Given passage —
>>>>
So, a medical student tells his professor that he does not want to study the ear problems but plans to specialize on the nose problems instead. "Really?" asked the prof, "so where exactly do you plan to specialize - the left nostril or the right nostril?".
Similarly, git is speciailizing is small, text-only projects, but will not work well for a project involving some sort of grpaics-enriched GUI or large code base or both.
Similarly, git is speciailizing is small, text-only projects, but will not work well for a project involving some sort of graphics-enriched GUI or large code base or both.
As I mention a few replies up, this covers about 99% of all programming projects. Very few projects have gigabytes of source code or graphics. If you just have a few hundred megabytes of graphics, git will do fine. If you only have 2 million lines of code, git will do fine.
Things larger than this are really rare, so it is not a problem that Git doesn't handle it well. Or rather, it's not a problem for very many people.
I recall we have started this discussion with a question of whether git scales or not. You position is essentially that git doesn't scale but you don't care.
In other words it seems to me that everyone here agrees about the facts - git does not scale. And then some people seem to care about it and some don't. Are we on the same page now?
I'm a different person from jrockway, but my position is while git alone does not scale when tracking with very large binaries, it's an easily solved problem, as it is intentionally designed to work with other tools better suited to such tasks. Git + rysnc solves that problem for me in full, and should scale fine.
Git doesn't include a source code editor, profiler, or web browser, either. The Unix way of design involves the creation of independent programs that intercommunicate via files and/or pipes. The individual programs themselves can be small and simple due to not trying to solve several different problems at once, and since they communicate via buffered pipes, you get Erlang-style message-passing parallelism for free at the OS level.
<<<<
Material shown —
>>>>
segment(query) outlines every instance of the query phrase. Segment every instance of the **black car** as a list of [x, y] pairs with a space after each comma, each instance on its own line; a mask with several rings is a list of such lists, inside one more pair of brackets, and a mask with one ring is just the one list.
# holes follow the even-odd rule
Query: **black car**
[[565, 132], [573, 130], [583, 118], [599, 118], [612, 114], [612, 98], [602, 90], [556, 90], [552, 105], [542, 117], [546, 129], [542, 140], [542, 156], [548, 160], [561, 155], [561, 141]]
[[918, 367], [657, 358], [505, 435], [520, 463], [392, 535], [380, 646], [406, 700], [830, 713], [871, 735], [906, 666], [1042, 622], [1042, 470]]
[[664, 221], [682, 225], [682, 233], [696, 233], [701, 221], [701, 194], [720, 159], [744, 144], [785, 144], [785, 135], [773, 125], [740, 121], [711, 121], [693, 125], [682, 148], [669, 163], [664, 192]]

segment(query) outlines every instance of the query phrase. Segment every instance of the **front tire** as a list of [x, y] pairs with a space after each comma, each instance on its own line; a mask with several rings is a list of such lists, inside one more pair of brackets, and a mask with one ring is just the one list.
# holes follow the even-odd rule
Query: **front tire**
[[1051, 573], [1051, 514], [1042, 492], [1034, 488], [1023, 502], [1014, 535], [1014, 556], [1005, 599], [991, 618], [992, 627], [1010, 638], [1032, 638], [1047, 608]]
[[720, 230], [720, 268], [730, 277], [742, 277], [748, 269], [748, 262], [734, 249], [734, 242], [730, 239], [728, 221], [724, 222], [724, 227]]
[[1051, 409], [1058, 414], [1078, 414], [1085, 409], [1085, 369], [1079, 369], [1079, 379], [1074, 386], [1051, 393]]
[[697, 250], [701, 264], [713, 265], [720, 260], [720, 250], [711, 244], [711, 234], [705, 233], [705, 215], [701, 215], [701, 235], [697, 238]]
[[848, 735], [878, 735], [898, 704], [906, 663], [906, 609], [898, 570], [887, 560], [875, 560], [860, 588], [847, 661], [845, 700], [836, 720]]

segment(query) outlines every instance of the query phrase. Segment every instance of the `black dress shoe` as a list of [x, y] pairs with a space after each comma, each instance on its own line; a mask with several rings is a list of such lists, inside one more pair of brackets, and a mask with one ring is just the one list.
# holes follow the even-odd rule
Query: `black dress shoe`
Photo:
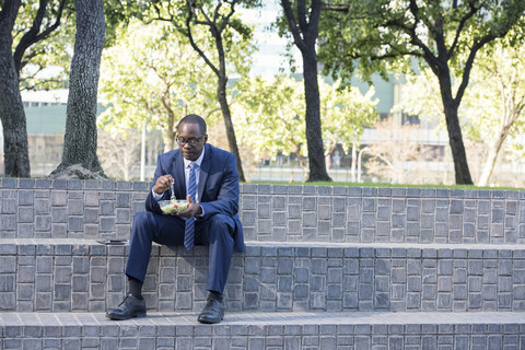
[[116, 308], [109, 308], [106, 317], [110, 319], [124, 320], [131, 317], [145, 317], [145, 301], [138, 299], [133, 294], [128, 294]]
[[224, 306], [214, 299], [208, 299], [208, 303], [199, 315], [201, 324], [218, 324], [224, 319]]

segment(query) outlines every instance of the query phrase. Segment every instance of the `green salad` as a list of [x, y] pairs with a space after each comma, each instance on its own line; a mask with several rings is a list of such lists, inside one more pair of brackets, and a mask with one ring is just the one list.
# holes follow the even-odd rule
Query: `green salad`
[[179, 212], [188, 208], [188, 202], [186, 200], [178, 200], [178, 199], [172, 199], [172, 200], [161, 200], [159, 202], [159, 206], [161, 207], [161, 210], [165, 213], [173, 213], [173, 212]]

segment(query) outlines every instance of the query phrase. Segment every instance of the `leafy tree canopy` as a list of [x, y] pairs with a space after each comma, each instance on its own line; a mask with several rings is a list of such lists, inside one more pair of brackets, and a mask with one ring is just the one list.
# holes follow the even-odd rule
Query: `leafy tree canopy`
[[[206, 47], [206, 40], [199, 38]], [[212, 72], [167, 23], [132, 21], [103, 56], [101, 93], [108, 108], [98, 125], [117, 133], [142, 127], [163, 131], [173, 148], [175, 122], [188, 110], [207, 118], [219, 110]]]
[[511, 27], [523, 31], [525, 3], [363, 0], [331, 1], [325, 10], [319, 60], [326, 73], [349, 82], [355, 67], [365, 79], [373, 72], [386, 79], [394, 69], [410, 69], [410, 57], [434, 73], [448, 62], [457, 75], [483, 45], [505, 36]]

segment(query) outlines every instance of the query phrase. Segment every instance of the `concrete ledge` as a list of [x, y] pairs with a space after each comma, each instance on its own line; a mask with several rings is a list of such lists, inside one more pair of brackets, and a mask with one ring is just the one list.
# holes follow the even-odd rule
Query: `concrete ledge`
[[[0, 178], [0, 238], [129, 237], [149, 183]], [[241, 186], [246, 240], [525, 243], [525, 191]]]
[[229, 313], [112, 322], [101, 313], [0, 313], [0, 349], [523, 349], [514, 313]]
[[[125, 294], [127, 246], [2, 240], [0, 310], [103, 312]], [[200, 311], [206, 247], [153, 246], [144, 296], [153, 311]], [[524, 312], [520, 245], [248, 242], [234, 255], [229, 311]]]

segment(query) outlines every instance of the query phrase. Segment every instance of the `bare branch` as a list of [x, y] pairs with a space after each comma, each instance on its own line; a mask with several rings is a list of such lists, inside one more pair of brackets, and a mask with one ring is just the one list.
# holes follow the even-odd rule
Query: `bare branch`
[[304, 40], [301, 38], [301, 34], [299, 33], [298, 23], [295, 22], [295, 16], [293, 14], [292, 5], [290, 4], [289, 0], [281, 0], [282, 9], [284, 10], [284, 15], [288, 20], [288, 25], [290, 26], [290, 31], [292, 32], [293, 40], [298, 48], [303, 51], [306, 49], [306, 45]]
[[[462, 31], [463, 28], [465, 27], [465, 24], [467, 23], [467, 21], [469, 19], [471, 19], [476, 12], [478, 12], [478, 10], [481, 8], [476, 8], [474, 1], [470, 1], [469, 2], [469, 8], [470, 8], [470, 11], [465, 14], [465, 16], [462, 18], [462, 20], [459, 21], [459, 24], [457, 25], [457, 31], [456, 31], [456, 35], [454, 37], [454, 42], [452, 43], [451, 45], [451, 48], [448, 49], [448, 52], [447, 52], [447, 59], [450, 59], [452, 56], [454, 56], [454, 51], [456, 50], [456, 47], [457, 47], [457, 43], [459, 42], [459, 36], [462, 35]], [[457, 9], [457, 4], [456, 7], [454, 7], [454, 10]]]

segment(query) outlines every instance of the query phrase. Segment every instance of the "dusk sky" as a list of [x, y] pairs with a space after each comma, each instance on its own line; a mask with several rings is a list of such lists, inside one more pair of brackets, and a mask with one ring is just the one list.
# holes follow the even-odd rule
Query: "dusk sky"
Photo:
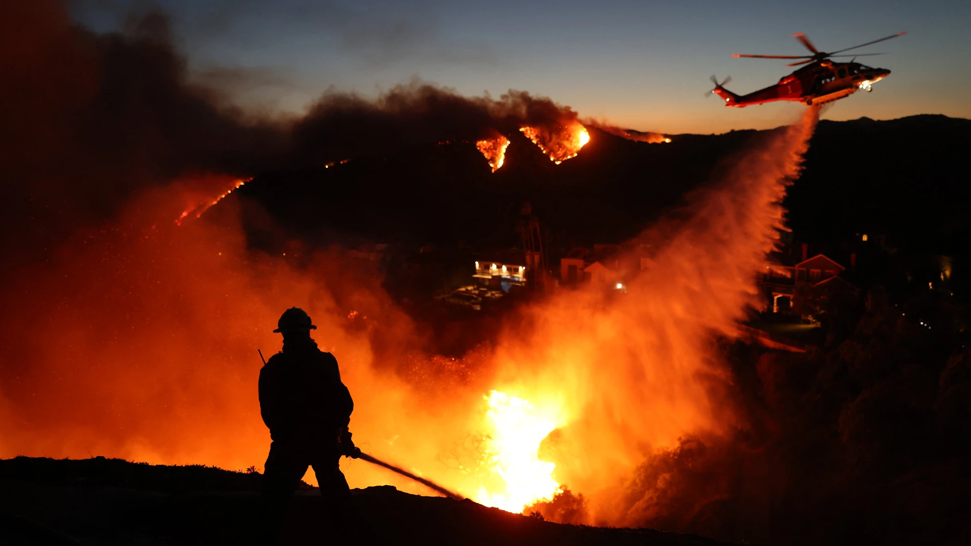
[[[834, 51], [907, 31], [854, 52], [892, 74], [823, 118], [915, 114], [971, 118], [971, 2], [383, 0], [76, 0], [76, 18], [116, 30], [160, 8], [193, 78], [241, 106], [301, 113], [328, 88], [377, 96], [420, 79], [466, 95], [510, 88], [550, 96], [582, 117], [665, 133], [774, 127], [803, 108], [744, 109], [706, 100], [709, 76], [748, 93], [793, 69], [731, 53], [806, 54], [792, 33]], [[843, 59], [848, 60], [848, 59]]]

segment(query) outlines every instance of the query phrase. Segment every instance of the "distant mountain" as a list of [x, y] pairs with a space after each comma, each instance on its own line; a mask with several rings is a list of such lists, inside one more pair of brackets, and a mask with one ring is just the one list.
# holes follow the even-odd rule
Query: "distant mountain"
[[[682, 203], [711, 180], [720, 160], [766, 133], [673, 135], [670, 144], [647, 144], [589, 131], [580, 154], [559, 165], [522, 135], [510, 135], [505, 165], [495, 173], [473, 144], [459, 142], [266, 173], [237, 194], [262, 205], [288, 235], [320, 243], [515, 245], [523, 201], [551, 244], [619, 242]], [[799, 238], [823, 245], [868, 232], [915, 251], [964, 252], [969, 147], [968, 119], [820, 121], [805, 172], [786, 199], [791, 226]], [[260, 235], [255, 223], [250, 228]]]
<<<<
>>>>
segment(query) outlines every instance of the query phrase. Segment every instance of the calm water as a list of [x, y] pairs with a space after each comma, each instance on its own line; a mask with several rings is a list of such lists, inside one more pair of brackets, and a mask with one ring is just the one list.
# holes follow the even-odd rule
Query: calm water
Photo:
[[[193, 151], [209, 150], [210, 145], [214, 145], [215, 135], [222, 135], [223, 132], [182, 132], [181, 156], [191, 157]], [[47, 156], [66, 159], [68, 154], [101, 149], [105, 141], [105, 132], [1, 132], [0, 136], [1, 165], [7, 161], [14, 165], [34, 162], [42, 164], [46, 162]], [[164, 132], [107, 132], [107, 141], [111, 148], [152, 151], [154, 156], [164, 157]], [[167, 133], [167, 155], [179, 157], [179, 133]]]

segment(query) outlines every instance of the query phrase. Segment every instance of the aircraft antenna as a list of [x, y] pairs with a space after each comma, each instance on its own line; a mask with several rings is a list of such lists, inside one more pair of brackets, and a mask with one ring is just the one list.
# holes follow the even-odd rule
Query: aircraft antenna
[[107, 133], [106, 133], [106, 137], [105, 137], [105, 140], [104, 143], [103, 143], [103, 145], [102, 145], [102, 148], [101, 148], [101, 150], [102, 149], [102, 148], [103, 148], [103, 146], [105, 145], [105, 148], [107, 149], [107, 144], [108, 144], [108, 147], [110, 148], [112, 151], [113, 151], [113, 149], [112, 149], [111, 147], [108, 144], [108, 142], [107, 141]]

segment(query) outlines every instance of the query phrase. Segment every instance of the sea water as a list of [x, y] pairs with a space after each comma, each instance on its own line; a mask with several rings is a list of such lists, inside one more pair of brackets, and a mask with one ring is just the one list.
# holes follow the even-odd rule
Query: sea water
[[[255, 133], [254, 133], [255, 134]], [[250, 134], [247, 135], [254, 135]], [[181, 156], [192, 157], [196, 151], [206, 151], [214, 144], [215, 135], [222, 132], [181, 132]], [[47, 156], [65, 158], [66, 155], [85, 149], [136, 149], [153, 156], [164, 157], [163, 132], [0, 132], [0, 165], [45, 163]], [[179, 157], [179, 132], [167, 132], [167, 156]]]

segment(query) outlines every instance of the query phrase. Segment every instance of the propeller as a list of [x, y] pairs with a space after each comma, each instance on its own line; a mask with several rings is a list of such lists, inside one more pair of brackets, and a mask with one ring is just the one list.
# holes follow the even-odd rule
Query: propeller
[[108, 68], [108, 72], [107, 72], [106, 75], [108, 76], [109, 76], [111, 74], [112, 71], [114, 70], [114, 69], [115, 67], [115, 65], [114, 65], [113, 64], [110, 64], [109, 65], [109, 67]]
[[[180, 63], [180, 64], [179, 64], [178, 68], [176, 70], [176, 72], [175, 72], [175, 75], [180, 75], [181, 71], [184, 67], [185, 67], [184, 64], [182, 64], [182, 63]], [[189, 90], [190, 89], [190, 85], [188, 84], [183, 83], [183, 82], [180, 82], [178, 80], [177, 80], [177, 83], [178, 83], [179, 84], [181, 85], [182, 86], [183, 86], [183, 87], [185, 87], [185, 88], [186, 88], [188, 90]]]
<<<<
Tasks to carry out —
**a.** Please extract the stretch from "As I mention" through "very many people." of the git discussion, word for word.
**b.** Decide whether each statement agrees with the git discussion, giving yes or no along with the deciding words quoted from it:
(i) Few projects have gigabytes of source code or graphics.
(ii) Git includes a source code editor.
(iii) The writer who says git alone does not scale with very large binaries is jrockway.
**c.** Carry the git discussion forward from its final sentence.

Answers to each task —
**a.**
As I mention a few replies up, this covers about 99% of all programming projects. Very few projects have gigabytes of source code or graphics. If you just have a few hundred megabytes of graphics, git will do fine. If you only have 2 million lines of code, git will do fine.
Things larger than this are really rare, so it is not a problem that Git doesn't handle it well. Or rather, it's not a problem for very many people.

**b.**
(i) Yes: "Very few projects have gigabytes of source code or graphics."
(ii) No: "Git doesn't include a source code editor, profiler, or web browser, either."
(iii) No: "I'm a different person from jrockway"

**c.**
Like I said, if you track the binary metadata (checksums and paths to fetch them from) in git but not the files themselves, your scaling problem goes away completely. If you have a personal problem with using more than one program jointly, that has nothing to do with git.
I will go a step further and say the people who think git should "scale" are wrong. The reason being that there are real tradeoffs that would need to be made. The vast majority of software projects should not be forced to use an inferior SCM just so that the few really large projects can be supported.
It's unfortunate that those people are forced to use Perforce... there's definitely a need for a "scalable" SCM, but git should not be it.
Sure, but this problem applies to huge software products like Microsoft Office, not the sort of software that the average developer at the average company works on every day. So while Perforce may be good for that 1% of the population, Git probably meets the needs of everyone else better.
(BTW, there are repositories bigger than the Linux kernel that behave very well under Git. The Emacs git repository is an example, it has almost 30 years of history, weighs in at around 150M, but still performs fine. I know that I have never been paid to work on any application nearly this big, so I don't really worry about Git not meeting my needs.)
The former. Nobody is twisting this guy to use git so I don't care if it doesn't work for his scenario, I care if it works for me. I've heard the "can't deal with large binary files/repos" many times before, I thought he was going to explain why that was the case.
How much code do you think Github stores? I'd wager at least several gigabytes.
Git -does- scale. It just doesn't scale as one huge repository. You do need tools on top to manage multiple projects. It'd be nice to have an open source Github.